◆ Task to complete ◆
Reproduce the passage of the review below that opens with "The album seems" and closes with "the Vietnam War.", swapping "The Big Muddy" for "Big Muddy Blues".

I'll allow that Human Touch may improve with repeated listenings - it's hard to judge any record on just one play - but, based on first impressions this may be Springsteen's worst record yet. Lyrically, it seems to follow in the footsteps of 1987's ToL, which foreshadowed his split with his first wife, actress Julianne Phillips, Tunnel was Springsteen at his most confessional, a grim but bracing letter from an unhappy marriage, full of stories of mistrust, adultery and fear.

Those stories seem to be continued on HT, spiced with a little old-fashioned guilt and gratuitous self-loathing. Springsteen tries to put a brave on things with a few upbeat rock songs like Gloria's Eyes, which rides along on a killer guitar riff, and with the humour of such songs as 57 Channels, in which the singer shoots his TV in frustration. The spirit of the record however, seems best captured in such lines as "Built a roadside carnival out of hurt and self pity" (from Real World) and Chippin' away at this chain of my own lies" (from Long Goodbye). This is not a happy Bruce.

Musically, Springsteen has turned here from the country tinged rock of ToL - an appropriate choice for a record so concerned with marriage ? to a sort of glossy updating of those classic rock and roll records of the 50s and 60s. Soul Driver, with its talk of a rain of "snakes, frogs and a love in vain" draws on voodoo southern R & B. 57 Channels and Cross My Heart could have been written by Leiber and Stoller. And I Wish I Were Blind, one of the better songs on the record, sounds like something Orbison might have recorded in one of his more extravagantly morose moments.

But, for all the attempts at humour and all the nods toward the purity of old rock & roll, something here falls flat. Too often, Springsteen sounds self absorbed and cut off from reality; when he tries to play the populist, singing in Real Man about going to the movies and watching Rambo, it comes off as an empty pose.

Having parted company with the E Street Band, Springsteen is working here with a group of studio pros - keyboard player Roy Bittan is the only holdover from the earlier days - and for most of the record they sound slick and stiff. The songwriting seems sloppy and confused and the album sounds like it was patched together.

By comparison, Lucky Town is a delight, a stripped down solo outing full of grit, humour and life that finds Springsteen laughing both at his good fortune and his own self pity. He sets the tone on the first song, the upbeat Better Days, characterizing his situation in the lines "It's a sad funny ending to find yourself pretending/A rich man in a poor man's shirt". He goes on to sing hopefully of married life in the beautifully simple If I Should Fall Behind, and of other rewards of becoming a father in Living Proof.

The album seems to draw on Springsteen's fold music roots, going so far as to offer a nod to Pete Seeger with The Big Muddy, a title borrowed from the song that TV network executives tried to stop Seeger from playing on The Smoothers Brothers Show during the Vietnam War.

In contrast to the hemetic, self absorbed feeling of much of Human Touch, Lucky Town sounds as though Springsteen has ventured back into the real world and re-established the connection between his private and public life. On Souls Of The Departed, he sings of an American soldier on morgue detail in the Middle East and of a child killed in a gang war by way of explaining the fears he has for his own child. On Local Hero, he chuckles over the transitory nature of fame, remarking on a black velvet painting ? presumably of himself - lodged in the window of a five and dime.

Yet while the themes and the lyrical tone of the record may at times recall Woody Guthrie and Bob Dylan, the sound is pure rock and roll. Springsteen plays a buzzing, rolling electric guitar throughout, backed for the most part only by a rhythm section and a trio of backup vocalists. The record sounds rough and simple, like a collection of well polished demos, but there's fire and liveliness to it that reinforces the feeling of hopefullness and courage that runs through the songs.

After hearing Human Touch for the first time, I wondered if Springsteen had lost it. Lucky Town makes it clear that he hasn't.

Region labeling records
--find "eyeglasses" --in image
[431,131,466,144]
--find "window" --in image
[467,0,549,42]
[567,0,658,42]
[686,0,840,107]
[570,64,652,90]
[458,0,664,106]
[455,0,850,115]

◆ Exercise result ◆
The album seems to draw on Springsteen's fold music roots, going so far as to offer a nod to Pete Seeger with Big Muddy Blues, a title borrowed from the song that TV network executives tried to stop Seeger from playing on The Smoothers Brothers Show during the Vietnam War.